**Excerpted data**
^^^^
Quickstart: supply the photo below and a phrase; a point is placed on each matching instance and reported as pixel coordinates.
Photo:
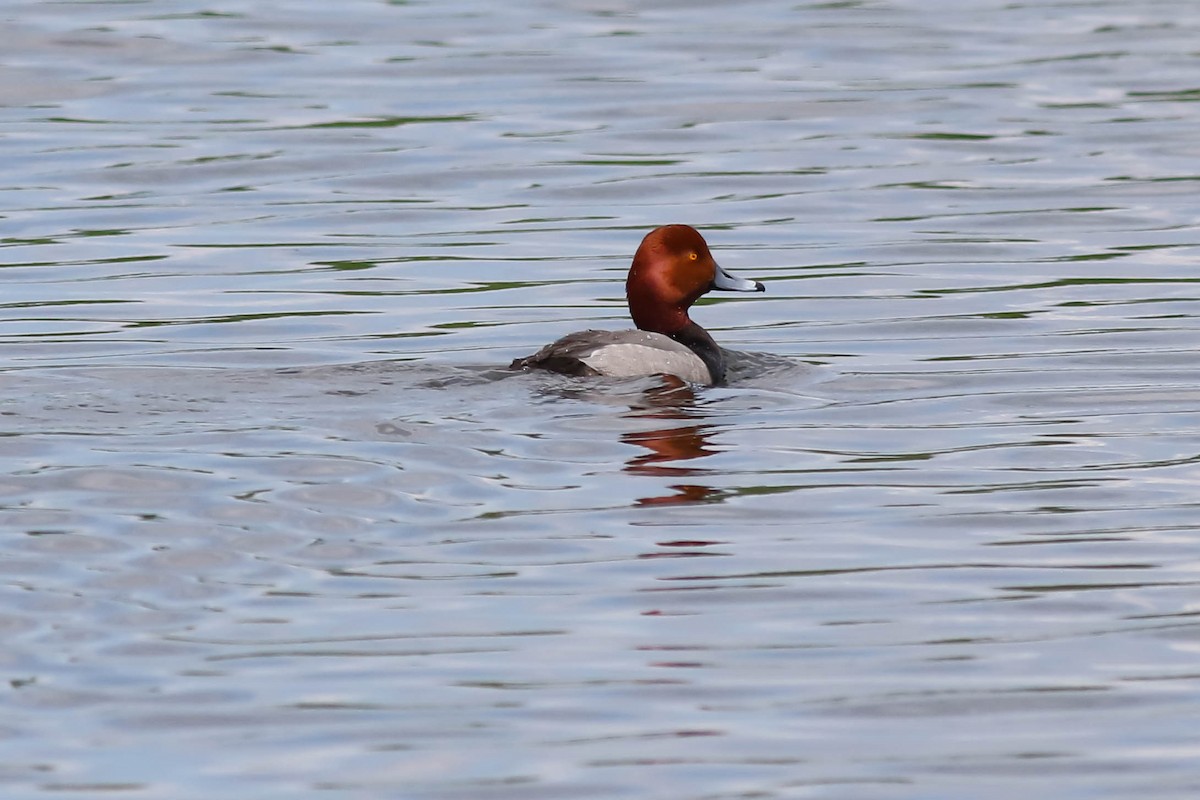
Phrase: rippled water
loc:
(276, 522)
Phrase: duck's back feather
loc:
(618, 354)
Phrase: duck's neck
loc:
(697, 340)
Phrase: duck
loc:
(671, 270)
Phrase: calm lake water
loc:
(277, 522)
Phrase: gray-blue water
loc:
(276, 522)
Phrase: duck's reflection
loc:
(670, 445)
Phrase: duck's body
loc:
(671, 270)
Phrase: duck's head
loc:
(671, 270)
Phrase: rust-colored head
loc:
(671, 270)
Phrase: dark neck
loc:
(697, 340)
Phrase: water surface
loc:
(276, 521)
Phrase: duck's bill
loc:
(733, 283)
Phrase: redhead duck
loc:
(671, 270)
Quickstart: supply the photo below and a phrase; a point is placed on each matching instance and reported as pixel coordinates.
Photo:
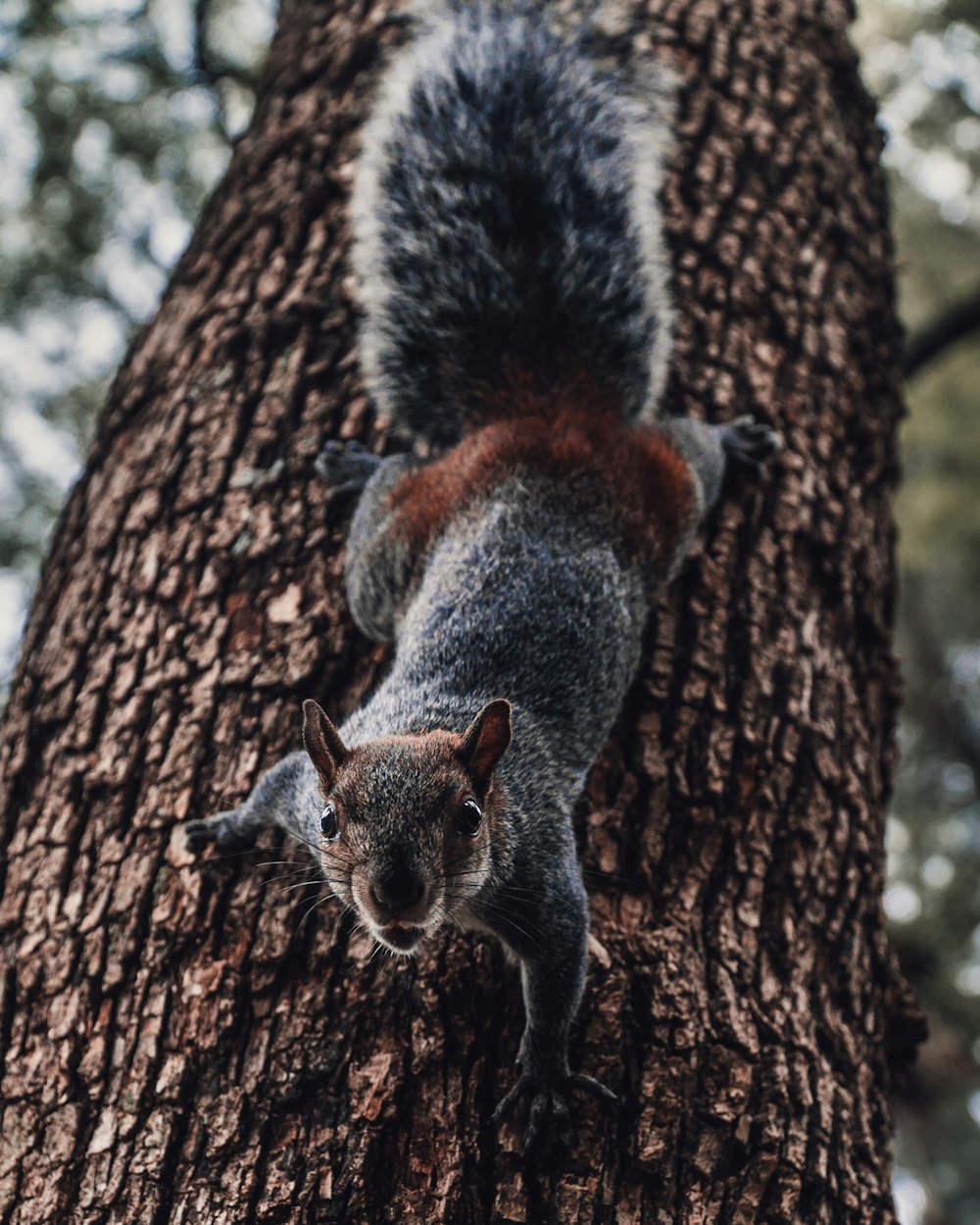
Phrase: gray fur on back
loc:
(506, 204)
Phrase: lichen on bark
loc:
(189, 1044)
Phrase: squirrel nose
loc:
(397, 890)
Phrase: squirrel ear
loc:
(322, 741)
(485, 739)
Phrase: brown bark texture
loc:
(179, 1044)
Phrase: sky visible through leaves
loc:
(117, 119)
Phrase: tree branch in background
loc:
(932, 339)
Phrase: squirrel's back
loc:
(506, 226)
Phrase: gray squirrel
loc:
(517, 319)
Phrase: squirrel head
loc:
(408, 822)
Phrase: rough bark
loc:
(177, 1043)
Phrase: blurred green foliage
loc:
(118, 121)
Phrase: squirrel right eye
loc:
(328, 823)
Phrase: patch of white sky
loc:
(906, 74)
(64, 342)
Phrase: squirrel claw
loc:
(751, 442)
(549, 1121)
(199, 834)
(346, 466)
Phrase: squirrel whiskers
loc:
(517, 318)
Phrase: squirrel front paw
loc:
(346, 466)
(223, 829)
(750, 441)
(549, 1120)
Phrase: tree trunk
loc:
(179, 1044)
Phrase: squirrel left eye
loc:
(468, 818)
(328, 824)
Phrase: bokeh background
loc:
(117, 118)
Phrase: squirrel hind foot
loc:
(346, 466)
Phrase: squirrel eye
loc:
(328, 824)
(468, 818)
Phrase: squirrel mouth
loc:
(401, 936)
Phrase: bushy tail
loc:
(506, 228)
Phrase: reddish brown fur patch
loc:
(640, 475)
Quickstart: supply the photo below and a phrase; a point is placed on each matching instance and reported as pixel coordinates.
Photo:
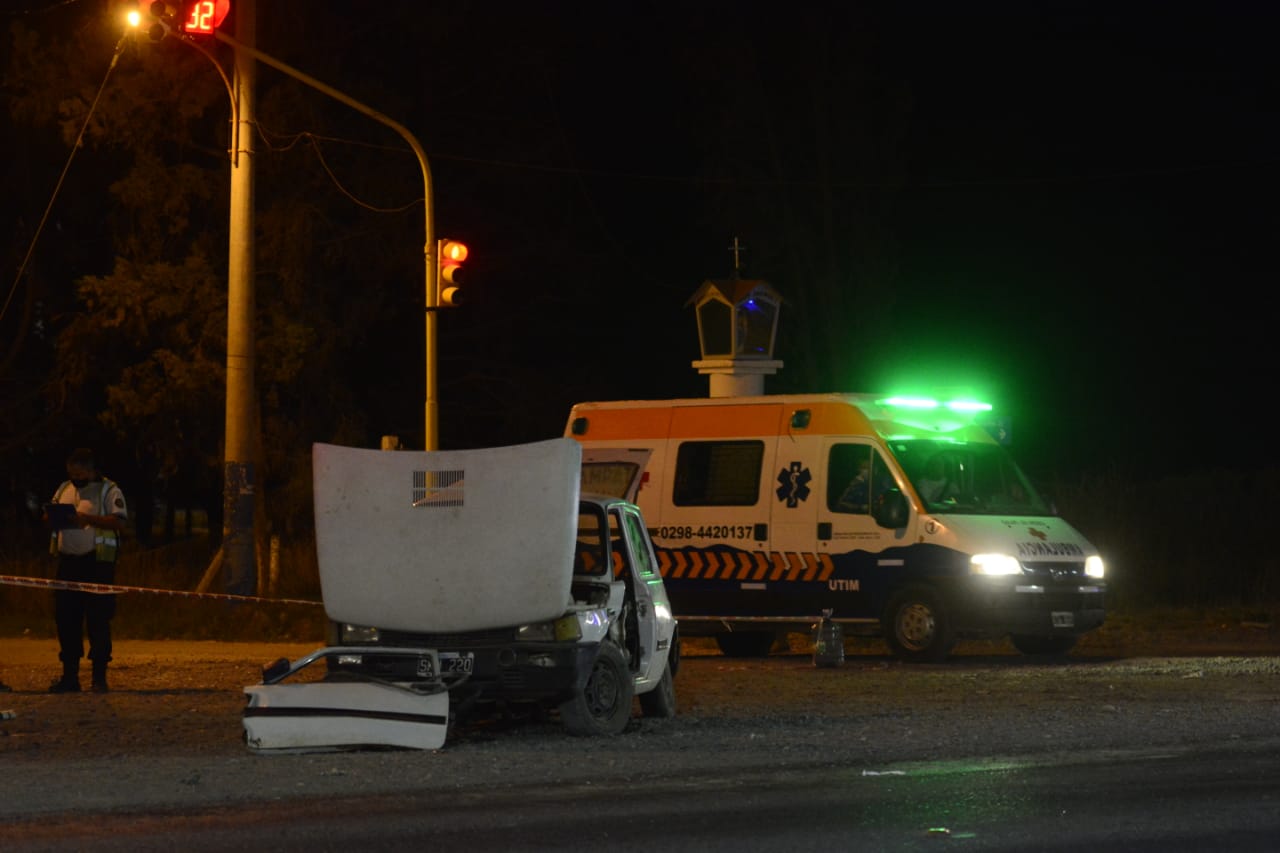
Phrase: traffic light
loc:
(201, 17)
(448, 270)
(190, 17)
(164, 14)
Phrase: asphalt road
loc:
(988, 751)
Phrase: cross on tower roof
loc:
(737, 249)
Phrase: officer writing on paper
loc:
(87, 516)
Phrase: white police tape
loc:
(110, 589)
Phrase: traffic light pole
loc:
(432, 304)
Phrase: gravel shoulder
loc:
(169, 735)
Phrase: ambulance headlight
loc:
(357, 634)
(1093, 566)
(995, 564)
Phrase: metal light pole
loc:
(240, 569)
(432, 301)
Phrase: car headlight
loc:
(566, 628)
(995, 564)
(1095, 568)
(357, 634)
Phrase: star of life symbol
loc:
(794, 484)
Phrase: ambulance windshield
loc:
(969, 478)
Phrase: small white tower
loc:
(737, 324)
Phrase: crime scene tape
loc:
(110, 589)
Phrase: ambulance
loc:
(904, 518)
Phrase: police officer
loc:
(86, 552)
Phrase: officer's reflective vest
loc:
(106, 542)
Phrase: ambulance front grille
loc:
(1055, 571)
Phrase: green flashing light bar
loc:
(928, 402)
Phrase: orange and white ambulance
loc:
(905, 518)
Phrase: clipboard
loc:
(62, 516)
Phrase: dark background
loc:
(1064, 208)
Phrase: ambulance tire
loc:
(917, 626)
(1043, 646)
(603, 706)
(661, 701)
(745, 643)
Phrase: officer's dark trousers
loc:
(77, 612)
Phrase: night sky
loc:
(1068, 208)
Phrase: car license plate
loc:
(457, 662)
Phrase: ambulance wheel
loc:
(603, 706)
(745, 643)
(1043, 646)
(661, 701)
(917, 626)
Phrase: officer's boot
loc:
(100, 676)
(69, 683)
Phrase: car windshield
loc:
(968, 478)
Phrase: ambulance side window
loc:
(856, 475)
(718, 473)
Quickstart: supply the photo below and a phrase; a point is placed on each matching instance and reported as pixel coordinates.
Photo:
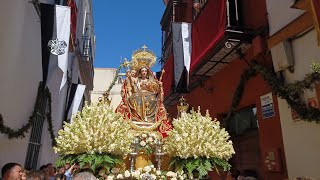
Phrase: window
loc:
(242, 121)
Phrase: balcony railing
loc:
(226, 47)
(198, 6)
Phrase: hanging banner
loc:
(55, 35)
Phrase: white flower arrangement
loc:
(197, 143)
(195, 136)
(96, 129)
(148, 172)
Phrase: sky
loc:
(122, 27)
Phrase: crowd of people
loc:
(14, 171)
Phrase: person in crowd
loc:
(24, 174)
(84, 176)
(11, 171)
(74, 169)
(45, 170)
(36, 175)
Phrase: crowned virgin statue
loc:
(142, 95)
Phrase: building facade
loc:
(294, 47)
(25, 75)
(103, 78)
(243, 54)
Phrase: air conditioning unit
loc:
(282, 56)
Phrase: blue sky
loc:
(124, 26)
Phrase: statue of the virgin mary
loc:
(142, 95)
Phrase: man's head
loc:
(11, 171)
(84, 176)
(36, 175)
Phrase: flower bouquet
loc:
(197, 143)
(96, 137)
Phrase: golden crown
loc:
(142, 58)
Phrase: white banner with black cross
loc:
(55, 34)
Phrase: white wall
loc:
(20, 72)
(102, 80)
(280, 14)
(301, 139)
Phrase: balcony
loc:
(87, 52)
(218, 38)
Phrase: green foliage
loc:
(289, 92)
(199, 166)
(94, 161)
(315, 67)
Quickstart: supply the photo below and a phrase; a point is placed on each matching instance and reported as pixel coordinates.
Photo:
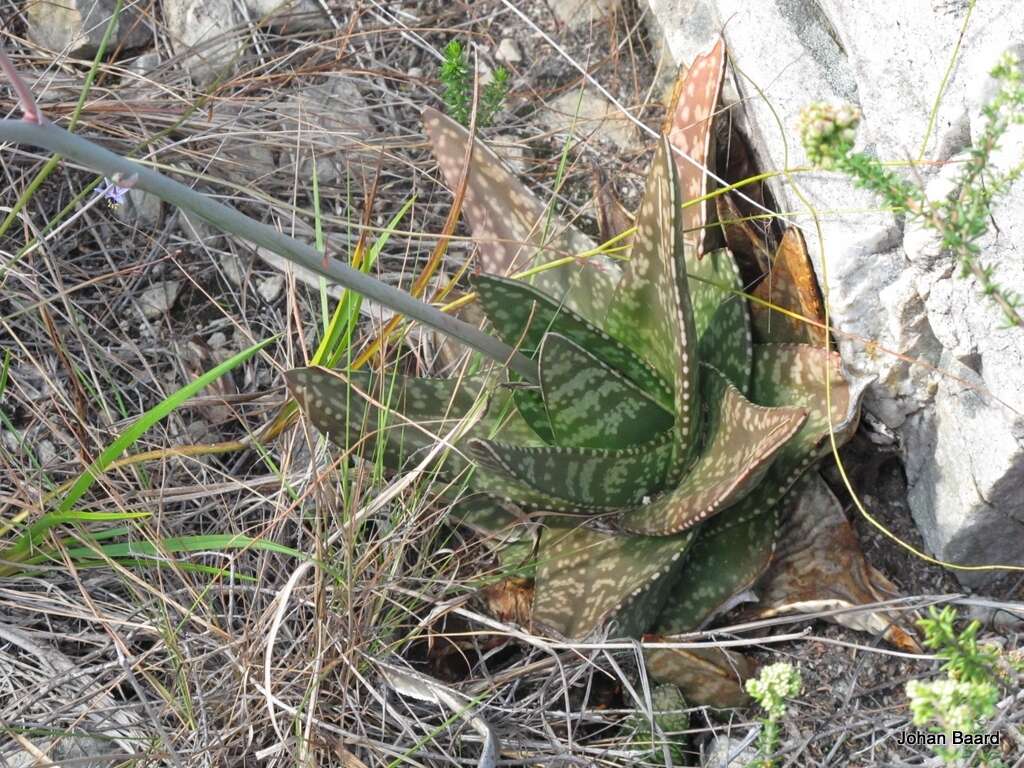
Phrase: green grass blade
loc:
(151, 417)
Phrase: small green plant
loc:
(771, 689)
(458, 83)
(965, 700)
(827, 133)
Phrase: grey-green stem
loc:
(99, 160)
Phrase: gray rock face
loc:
(76, 27)
(579, 13)
(206, 34)
(949, 371)
(290, 14)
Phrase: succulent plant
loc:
(658, 438)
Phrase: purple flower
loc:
(114, 193)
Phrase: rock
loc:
(726, 752)
(897, 300)
(594, 116)
(217, 340)
(139, 208)
(76, 27)
(46, 453)
(157, 300)
(270, 288)
(579, 13)
(508, 51)
(332, 122)
(233, 269)
(143, 64)
(206, 34)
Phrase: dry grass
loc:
(271, 660)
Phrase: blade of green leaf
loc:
(151, 417)
(650, 312)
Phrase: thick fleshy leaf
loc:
(592, 404)
(720, 316)
(585, 578)
(742, 441)
(651, 311)
(791, 285)
(796, 374)
(818, 565)
(744, 535)
(585, 477)
(708, 677)
(530, 406)
(729, 554)
(513, 229)
(521, 315)
(693, 107)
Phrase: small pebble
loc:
(270, 288)
(157, 300)
(508, 51)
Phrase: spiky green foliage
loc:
(658, 439)
(458, 82)
(827, 133)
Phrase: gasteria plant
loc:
(657, 439)
(637, 415)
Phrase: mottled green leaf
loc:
(651, 310)
(729, 554)
(708, 677)
(486, 513)
(742, 441)
(521, 315)
(530, 406)
(592, 404)
(513, 229)
(586, 477)
(721, 317)
(689, 130)
(735, 547)
(585, 578)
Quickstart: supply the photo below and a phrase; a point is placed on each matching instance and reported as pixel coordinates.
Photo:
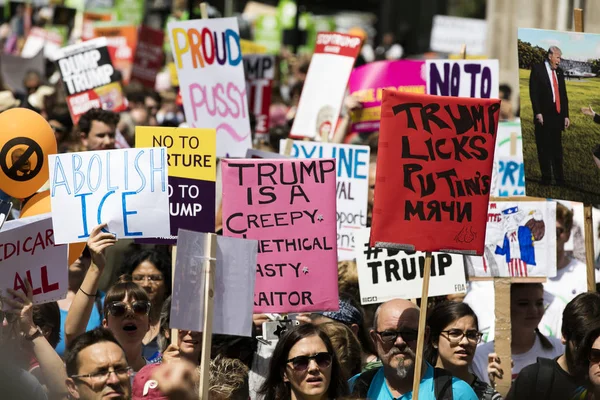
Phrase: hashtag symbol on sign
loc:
(371, 251)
^^^^
**Directions for this task**
Can you copy all of the records above word for word, omitting the pictures?

**Output for this exercise**
Quickstart: supply the photo below and a phrase; a point is placed on each matching instance and reported as pixel coordinates.
Photo:
Phrase: rippled water
loc:
(276, 522)
Phrase: duck's back feather
loc:
(618, 354)
Phrase: duck's neck
loc:
(697, 340)
Phrase: duck
loc:
(671, 270)
Phrase: calm lake water
loc:
(277, 522)
Phrase: gray-blue water
loc:
(276, 522)
Phrase: duck's reflection
loc:
(670, 445)
Phrase: duck's body
loc:
(671, 270)
Phrase: duck's head
loc:
(671, 270)
Phrase: rust-colored head
loc:
(671, 270)
Phrase: dark neck
loc:
(697, 340)
Phrase: water surface
loc:
(276, 521)
Phrase: duck's bill
loc:
(733, 283)
Phrase: redhead duck
loc:
(671, 270)
Quickstart: supply the photo below and a phrase; a point is placed on each matching instance and reported as pixel coordinates.
Photo:
Phrase: gray fur on back
loc:
(506, 204)
Phrase: lichen on bark
loc:
(189, 1044)
Phrase: squirrel nose
loc:
(397, 890)
Phrase: squirrel ear
loc:
(322, 741)
(485, 739)
Phrase: brown bark texture
loc:
(179, 1044)
Phrase: sky visible through leaves
loc:
(117, 119)
Phrase: tree branch in background
loc:
(932, 339)
Phrase: squirrel's back
loc:
(506, 226)
Phrase: gray squirrel
loc:
(517, 319)
Phrase: squirrel head
loc:
(408, 822)
Phrase: rough bark
loc:
(177, 1043)
Phrase: blurred green foliage
loc:
(118, 121)
Phrase: squirrel right eye
loc:
(328, 823)
Phrase: patch of white sky
loc:
(906, 74)
(64, 342)
Phrase: squirrel claw
loc:
(751, 442)
(549, 1121)
(199, 834)
(346, 466)
Phrase: squirrel whiskers
loc:
(517, 318)
Phrase: squirrel front paw
loc:
(346, 466)
(223, 829)
(750, 441)
(549, 1120)
Phrase: tree trunk
loc:
(179, 1044)
Phrase: squirrel left eye
loc:
(468, 818)
(328, 824)
Phrase: bokeh background
loc:
(117, 118)
Phrase: squirrel hind foot
loc:
(346, 466)
Phrase: squirrel eye
loc:
(328, 824)
(468, 818)
Phrase: squirrel mouth
loc:
(401, 936)
Phrase: bushy tail
loc:
(506, 228)
Phrase: reddish brown fur patch
loc:
(640, 475)
Quickstart: supply the photo below and a phrase; a point is placed on each matching instance and reported as pixel coordinates.
Photo:
Phrase: traffic light
loc:
(201, 17)
(448, 270)
(190, 17)
(164, 14)
Phrase: asphalt road
loc:
(988, 751)
Phrase: cross on tower roof
loc:
(737, 249)
Phrase: officer writing on paper
loc:
(87, 516)
Phrase: white police tape
loc:
(110, 589)
Phrase: traffic light pole
loc:
(432, 304)
Phrase: gravel shoulder
loc:
(169, 735)
Phrase: ambulance headlight
loc:
(357, 634)
(1093, 566)
(995, 564)
Phrase: metal light pole
loc:
(240, 569)
(432, 301)
Phrase: car headlight
loc:
(566, 628)
(995, 564)
(1095, 568)
(357, 634)
Phrase: star of life symbol
loc:
(794, 484)
Phrase: ambulance windshield
loc:
(969, 478)
Phrase: small white tower
loc:
(737, 324)
Phrase: crime scene tape
loc:
(110, 589)
Phrase: ambulance
loc:
(904, 518)
Phrase: police officer
loc:
(86, 552)
Phrase: officer's reflective vest
loc:
(106, 542)
Phrase: ambulance front grille
loc:
(1055, 571)
Phrase: green flashing light bar
loc:
(928, 402)
Phrase: orange and white ambulance
loc:
(905, 518)
Phrase: clipboard
loc:
(62, 516)
Phrase: dark background
loc:
(1064, 208)
Phrase: ambulance tire
loc:
(917, 626)
(1043, 646)
(603, 706)
(661, 701)
(745, 643)
Phrase: officer's dark trousers
loc:
(77, 612)
Phrase: night sky
loc:
(1068, 208)
Phrase: car license plate
loc:
(457, 662)
Phrase: ambulance wheel
loc:
(603, 706)
(745, 643)
(1043, 646)
(661, 701)
(917, 626)
Phrase: officer's boot
loc:
(100, 676)
(69, 683)
Phrase: car windshield
loc:
(968, 478)
Phrase: ambulance side window
loc:
(856, 475)
(718, 473)
Quickstart: supply the photo below and a phrase; a point is placed on each matching instance and reported as pixel coordinates.
Photo:
Phrase: window
loc:
(242, 121)
Phrase: balcony railing
loc:
(226, 47)
(198, 6)
Phrase: hanging banner
loc:
(55, 35)
Phrase: white flower arrangement
loc:
(197, 143)
(195, 136)
(96, 129)
(148, 172)
Phrase: sky
loc:
(122, 27)
Phrase: crowd of people
loc:
(14, 171)
Phrase: person in crowd
loc:
(24, 174)
(84, 176)
(11, 171)
(74, 169)
(45, 170)
(36, 175)
Phrase: crowned virgin statue
loc:
(142, 95)
Phrase: building facade
loc:
(294, 47)
(25, 75)
(103, 78)
(243, 54)
Phrase: air conditioning unit
loc:
(282, 56)
Phrase: blue sky
loc:
(124, 26)
Phrase: statue of the virgin mary
loc:
(142, 95)
Phrase: man's head
loc:
(11, 171)
(84, 176)
(36, 175)
Phrase: flower bouquet
loc:
(197, 143)
(96, 137)
Phrase: golden crown
loc:
(142, 58)
Phrase: white banner with black cross
loc:
(55, 34)
Phrase: white wall
loc:
(20, 72)
(102, 80)
(280, 14)
(301, 139)
Phrase: balcony
loc:
(87, 52)
(218, 38)
Phrase: green foliage
loc:
(289, 92)
(199, 166)
(94, 161)
(315, 67)
Quickstart: supply the photo below and a phrase; a point is placed on each matching instance and reported as pixel coordinates.
Photo:
Phrase: green grass blade
loc:
(151, 417)
Phrase: small green plant
loc:
(771, 689)
(458, 83)
(965, 700)
(827, 133)
Phrase: grey-green stem
loc:
(99, 160)
Phrase: gray rock face
loc:
(76, 27)
(579, 13)
(206, 34)
(949, 371)
(290, 14)
Phrase: succulent plant
loc:
(658, 438)
Phrase: purple flower
loc:
(114, 193)
Phrase: rock
loc:
(726, 752)
(897, 300)
(594, 116)
(217, 340)
(139, 208)
(76, 27)
(46, 453)
(157, 300)
(270, 288)
(579, 13)
(508, 51)
(332, 122)
(233, 269)
(143, 64)
(206, 34)
Phrase: dry grass
loc:
(271, 660)
Phrase: blade of green leaf
loc:
(151, 417)
(650, 312)
Phrase: thick fleshy leaf
loc:
(592, 404)
(720, 316)
(585, 578)
(742, 441)
(651, 311)
(791, 285)
(796, 374)
(818, 565)
(744, 535)
(585, 477)
(708, 677)
(530, 406)
(729, 554)
(513, 229)
(521, 315)
(693, 107)
Phrase: small pebble
loc:
(270, 288)
(157, 300)
(508, 51)
Phrase: spiky green foliage
loc:
(658, 439)
(458, 82)
(827, 133)
Phrase: gasteria plant
loc:
(657, 439)
(637, 415)
Phrase: mottled green leaf
loc:
(651, 310)
(729, 554)
(708, 677)
(486, 513)
(742, 441)
(521, 315)
(530, 406)
(592, 404)
(513, 229)
(586, 477)
(721, 317)
(689, 130)
(735, 547)
(585, 578)
Quickstart: supply the photo below and a phrase; a point is placed on each matching instance and reported as pixel coordinates.
Photo:
Phrase: hashtag symbol on sign
loc:
(371, 251)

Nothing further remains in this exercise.